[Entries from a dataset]
**********

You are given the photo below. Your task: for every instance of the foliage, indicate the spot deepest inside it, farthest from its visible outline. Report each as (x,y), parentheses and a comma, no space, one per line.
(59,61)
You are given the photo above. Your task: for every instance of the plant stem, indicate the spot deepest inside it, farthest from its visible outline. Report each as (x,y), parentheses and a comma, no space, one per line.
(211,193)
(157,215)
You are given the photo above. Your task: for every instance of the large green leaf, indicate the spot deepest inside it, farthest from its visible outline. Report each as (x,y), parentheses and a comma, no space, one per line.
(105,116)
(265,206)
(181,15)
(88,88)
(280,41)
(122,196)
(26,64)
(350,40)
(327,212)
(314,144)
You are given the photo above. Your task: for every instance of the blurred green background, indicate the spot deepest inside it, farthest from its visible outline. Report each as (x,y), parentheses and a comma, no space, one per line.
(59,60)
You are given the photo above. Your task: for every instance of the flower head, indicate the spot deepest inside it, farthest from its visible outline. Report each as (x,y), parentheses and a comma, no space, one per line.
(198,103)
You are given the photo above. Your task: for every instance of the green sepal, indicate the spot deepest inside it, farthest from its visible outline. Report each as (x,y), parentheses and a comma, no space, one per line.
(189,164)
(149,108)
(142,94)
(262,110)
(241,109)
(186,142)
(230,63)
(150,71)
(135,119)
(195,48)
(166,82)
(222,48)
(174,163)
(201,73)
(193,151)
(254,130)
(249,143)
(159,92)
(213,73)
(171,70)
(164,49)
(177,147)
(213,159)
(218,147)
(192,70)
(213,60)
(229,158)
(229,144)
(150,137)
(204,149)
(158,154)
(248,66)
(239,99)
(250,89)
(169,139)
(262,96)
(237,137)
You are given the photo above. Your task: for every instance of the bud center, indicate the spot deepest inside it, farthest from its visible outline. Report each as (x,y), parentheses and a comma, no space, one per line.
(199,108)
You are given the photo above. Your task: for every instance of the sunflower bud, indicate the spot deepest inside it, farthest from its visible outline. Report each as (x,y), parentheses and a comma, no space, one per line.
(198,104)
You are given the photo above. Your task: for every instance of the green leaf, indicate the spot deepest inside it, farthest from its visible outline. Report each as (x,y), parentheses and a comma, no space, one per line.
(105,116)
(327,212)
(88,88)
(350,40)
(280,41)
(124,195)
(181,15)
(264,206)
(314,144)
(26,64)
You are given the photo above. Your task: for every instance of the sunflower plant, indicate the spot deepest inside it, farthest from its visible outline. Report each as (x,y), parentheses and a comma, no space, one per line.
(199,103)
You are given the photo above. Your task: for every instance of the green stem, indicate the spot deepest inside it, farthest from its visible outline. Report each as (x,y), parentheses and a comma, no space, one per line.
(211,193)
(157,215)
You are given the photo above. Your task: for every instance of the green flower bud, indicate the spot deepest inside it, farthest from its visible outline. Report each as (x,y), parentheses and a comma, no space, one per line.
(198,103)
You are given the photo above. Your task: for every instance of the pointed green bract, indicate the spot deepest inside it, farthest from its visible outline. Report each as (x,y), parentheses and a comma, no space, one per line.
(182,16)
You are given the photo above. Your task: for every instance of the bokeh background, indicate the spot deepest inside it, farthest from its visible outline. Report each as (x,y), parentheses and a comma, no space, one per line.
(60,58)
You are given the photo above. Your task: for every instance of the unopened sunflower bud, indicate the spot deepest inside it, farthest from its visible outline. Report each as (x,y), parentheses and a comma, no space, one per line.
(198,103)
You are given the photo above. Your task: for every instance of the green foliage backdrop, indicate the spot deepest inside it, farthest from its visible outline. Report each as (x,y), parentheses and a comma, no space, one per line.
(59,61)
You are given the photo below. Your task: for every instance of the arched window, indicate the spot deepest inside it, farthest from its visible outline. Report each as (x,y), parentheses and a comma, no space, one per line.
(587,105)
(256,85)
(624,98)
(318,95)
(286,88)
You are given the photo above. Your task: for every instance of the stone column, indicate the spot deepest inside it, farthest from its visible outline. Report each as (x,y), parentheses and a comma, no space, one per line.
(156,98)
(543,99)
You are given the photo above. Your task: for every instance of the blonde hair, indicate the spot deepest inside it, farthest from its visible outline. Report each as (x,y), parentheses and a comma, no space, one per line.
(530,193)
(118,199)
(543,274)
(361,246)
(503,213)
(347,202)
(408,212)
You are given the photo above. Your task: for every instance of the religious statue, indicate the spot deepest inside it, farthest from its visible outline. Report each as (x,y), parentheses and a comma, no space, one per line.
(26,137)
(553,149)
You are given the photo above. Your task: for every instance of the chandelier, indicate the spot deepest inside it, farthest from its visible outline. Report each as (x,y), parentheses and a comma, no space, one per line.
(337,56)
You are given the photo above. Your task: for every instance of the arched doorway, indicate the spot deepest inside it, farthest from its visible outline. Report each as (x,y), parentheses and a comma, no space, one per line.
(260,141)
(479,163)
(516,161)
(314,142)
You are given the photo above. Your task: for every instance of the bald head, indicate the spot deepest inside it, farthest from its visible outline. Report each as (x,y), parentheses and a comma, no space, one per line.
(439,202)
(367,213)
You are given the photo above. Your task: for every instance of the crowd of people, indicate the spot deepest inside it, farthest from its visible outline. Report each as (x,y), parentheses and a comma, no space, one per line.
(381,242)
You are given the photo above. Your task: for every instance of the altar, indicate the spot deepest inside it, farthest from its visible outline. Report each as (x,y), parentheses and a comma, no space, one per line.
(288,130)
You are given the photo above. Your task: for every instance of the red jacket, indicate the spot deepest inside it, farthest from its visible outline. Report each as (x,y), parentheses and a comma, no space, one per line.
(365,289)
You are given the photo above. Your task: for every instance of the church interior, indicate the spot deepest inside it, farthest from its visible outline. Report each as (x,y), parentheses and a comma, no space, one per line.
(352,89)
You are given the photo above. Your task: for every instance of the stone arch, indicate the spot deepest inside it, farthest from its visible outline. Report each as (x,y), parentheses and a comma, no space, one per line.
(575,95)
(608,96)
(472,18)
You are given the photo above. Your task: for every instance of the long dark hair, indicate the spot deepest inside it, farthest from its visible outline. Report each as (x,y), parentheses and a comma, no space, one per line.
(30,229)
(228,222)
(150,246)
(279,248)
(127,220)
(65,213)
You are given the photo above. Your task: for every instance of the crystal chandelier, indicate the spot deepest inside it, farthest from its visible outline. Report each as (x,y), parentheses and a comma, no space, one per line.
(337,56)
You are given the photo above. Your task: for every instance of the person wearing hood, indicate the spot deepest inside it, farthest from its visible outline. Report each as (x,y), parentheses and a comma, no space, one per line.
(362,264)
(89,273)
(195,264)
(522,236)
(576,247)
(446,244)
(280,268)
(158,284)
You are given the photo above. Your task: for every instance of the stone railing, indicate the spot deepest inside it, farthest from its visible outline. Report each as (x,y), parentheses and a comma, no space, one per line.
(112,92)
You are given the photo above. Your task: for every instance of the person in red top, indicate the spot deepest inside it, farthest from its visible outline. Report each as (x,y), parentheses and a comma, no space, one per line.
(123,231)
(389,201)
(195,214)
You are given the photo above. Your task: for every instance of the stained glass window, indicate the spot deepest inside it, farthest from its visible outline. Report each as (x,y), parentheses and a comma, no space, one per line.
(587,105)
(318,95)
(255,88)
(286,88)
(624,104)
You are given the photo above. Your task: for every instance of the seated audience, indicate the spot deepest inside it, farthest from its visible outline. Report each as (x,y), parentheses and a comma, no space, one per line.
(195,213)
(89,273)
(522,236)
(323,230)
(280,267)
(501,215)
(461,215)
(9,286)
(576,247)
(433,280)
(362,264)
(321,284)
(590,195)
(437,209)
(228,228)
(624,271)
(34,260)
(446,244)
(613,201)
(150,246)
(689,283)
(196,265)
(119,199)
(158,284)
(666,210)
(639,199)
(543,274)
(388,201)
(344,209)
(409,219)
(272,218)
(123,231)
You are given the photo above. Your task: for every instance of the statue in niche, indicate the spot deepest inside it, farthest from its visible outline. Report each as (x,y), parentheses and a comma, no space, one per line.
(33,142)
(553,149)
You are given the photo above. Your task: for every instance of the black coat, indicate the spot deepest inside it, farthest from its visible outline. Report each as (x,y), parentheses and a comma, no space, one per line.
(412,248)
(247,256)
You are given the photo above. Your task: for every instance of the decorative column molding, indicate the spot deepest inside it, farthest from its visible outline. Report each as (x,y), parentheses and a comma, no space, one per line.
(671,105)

**********

> [Short problem]: Starting at the line that contains "of the seated", copy each line exactly through the end of the listing above. Include that first line and the last one, and add nothing.

> [Result of the task]:
You are given the photo above. Your task: for every instance of the seated audience, indicate the spot deepest inside it, farthest from its visible outline. Report each as (x,y), parentheses and a comma, no space, one per line.
(195,213)
(89,273)
(522,236)
(323,230)
(280,267)
(501,215)
(461,215)
(9,286)
(576,247)
(433,280)
(362,264)
(321,284)
(590,195)
(437,209)
(228,228)
(624,271)
(34,260)
(446,244)
(613,201)
(150,246)
(689,283)
(196,265)
(119,199)
(158,284)
(666,210)
(639,199)
(543,274)
(388,201)
(344,209)
(409,219)
(272,218)
(123,231)
You are given the photo above. Your task: for every instance of the statue in niche, indicate the spot deepest inside it, farthest from its visible outline. Report each as (x,y), parentheses and a comma, no space, one per line.
(33,142)
(553,149)
You are given the photo above. Your task: for every instance of the black coat, indicate the spot deepest inside it, farthest from its visible outline. Report each as (x,y), parentheses and a comma, no space, one per line.
(412,248)
(247,256)
You are given the photo above. Your task: for every instance of the decorative column molding, indicate the spot deepest inside it, farthest from its visible outline. Report each as (x,y), parentheses and a comma, no space, one per line.
(671,105)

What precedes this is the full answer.